# DATA FOR THE TASK:
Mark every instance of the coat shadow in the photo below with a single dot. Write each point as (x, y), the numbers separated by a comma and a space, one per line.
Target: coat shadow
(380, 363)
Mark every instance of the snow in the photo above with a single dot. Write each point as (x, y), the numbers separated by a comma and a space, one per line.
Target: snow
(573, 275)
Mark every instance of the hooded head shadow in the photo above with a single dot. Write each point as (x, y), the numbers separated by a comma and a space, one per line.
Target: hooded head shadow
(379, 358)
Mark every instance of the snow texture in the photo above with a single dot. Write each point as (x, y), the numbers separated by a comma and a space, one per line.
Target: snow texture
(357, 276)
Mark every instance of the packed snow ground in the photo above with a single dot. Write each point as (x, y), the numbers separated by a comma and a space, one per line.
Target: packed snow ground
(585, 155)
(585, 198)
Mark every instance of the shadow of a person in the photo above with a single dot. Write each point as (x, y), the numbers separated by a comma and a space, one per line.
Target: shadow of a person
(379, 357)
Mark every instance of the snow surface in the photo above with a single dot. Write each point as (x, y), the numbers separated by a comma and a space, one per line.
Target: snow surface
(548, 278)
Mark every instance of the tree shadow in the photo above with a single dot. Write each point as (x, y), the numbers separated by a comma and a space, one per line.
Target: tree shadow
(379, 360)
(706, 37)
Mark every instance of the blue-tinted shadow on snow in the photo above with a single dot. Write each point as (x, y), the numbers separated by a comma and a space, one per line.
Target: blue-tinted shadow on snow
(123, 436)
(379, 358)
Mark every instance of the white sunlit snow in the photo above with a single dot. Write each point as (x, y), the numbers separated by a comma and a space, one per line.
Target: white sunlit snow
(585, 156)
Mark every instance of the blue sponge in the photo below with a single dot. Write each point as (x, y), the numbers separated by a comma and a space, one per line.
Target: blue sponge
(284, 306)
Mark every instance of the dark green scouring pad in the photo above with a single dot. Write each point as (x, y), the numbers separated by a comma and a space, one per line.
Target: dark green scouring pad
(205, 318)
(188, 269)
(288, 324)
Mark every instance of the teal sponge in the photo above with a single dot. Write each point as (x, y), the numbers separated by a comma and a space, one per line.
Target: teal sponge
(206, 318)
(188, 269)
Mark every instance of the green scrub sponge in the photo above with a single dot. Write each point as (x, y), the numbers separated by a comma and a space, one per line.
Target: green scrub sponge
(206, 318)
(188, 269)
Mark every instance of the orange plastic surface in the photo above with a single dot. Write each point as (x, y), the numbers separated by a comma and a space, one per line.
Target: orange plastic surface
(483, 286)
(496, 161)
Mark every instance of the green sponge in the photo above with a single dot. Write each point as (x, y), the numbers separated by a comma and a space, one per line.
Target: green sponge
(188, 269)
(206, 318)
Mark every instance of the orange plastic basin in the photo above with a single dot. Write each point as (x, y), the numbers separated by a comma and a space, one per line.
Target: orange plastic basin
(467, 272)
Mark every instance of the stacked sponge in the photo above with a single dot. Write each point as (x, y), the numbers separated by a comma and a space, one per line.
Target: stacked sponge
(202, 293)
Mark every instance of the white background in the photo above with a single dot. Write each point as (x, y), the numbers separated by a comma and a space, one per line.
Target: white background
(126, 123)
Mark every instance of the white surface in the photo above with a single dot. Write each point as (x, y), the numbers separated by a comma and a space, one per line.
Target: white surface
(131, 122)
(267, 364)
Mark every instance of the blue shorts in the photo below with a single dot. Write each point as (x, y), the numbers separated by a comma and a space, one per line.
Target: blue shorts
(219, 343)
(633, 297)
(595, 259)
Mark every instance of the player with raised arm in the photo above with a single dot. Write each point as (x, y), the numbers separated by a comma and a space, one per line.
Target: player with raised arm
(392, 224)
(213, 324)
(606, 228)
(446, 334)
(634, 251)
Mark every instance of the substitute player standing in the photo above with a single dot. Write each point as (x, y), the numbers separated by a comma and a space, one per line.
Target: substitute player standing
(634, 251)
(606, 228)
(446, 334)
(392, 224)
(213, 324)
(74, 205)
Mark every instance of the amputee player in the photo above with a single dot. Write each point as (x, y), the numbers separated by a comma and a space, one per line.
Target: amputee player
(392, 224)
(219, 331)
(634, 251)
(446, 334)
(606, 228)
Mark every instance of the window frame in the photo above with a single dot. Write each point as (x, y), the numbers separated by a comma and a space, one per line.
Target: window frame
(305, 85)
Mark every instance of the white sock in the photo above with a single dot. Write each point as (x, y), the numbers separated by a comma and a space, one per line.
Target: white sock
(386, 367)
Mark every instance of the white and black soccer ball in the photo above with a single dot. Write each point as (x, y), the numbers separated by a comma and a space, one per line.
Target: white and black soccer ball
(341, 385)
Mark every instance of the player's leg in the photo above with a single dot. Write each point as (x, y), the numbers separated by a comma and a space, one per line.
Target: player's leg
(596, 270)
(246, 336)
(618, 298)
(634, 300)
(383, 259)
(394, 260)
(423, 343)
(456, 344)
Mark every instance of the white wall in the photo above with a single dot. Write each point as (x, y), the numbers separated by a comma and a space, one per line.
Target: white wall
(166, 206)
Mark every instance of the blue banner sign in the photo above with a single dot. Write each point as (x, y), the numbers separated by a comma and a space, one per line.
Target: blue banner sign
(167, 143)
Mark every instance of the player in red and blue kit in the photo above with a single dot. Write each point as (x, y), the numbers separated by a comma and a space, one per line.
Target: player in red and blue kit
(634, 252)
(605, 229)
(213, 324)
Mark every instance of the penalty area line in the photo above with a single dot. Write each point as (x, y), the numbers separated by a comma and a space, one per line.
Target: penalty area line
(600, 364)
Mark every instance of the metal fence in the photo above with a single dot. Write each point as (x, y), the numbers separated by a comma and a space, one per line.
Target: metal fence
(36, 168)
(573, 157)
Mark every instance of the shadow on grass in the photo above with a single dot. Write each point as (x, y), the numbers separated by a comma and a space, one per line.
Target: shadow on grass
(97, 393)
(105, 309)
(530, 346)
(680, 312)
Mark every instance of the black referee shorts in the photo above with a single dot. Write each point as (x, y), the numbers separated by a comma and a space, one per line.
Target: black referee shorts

# REQUEST:
Rewrite the lines from the one containing "Mark every instance of the player in" through the last line, both included, and keep the requests unchanged. Multiply every coordinate in the answers by 0.55 and round each result to a whole number, with halves rounded up.

# TASK ANSWER:
Mark every instance of the player in red and blue kit in the photo above with a single dot. Write each point as (x, y), the numbers separated by a comma and a space, one per line.
Target: player in red and blue kit
(349, 139)
(333, 126)
(117, 178)
Mark every instance of the penalty area line in the photo above with a single dot. Write each point as (x, y), the numbers separated by a comma and a space, one per line.
Target: penalty area line
(330, 200)
Mark every instance of the metal fence in the photo above with a single dot. Write each point as (x, y), the numbers separated by a comma and a space, one per line.
Target: metal fence
(20, 92)
(315, 86)
Mark every instance of the shadow on grass in the photo above with a single dot. Write each point as (x, y), the numbers separated by a comma and a space, one per line.
Target: shadow on grass
(53, 216)
(58, 170)
(292, 190)
(374, 172)
Mark every instance of the black referee shorts in the photo above with a single dot. Write each point as (x, y), the numbers separated by a comma and a space, one per line.
Target: black referee shorts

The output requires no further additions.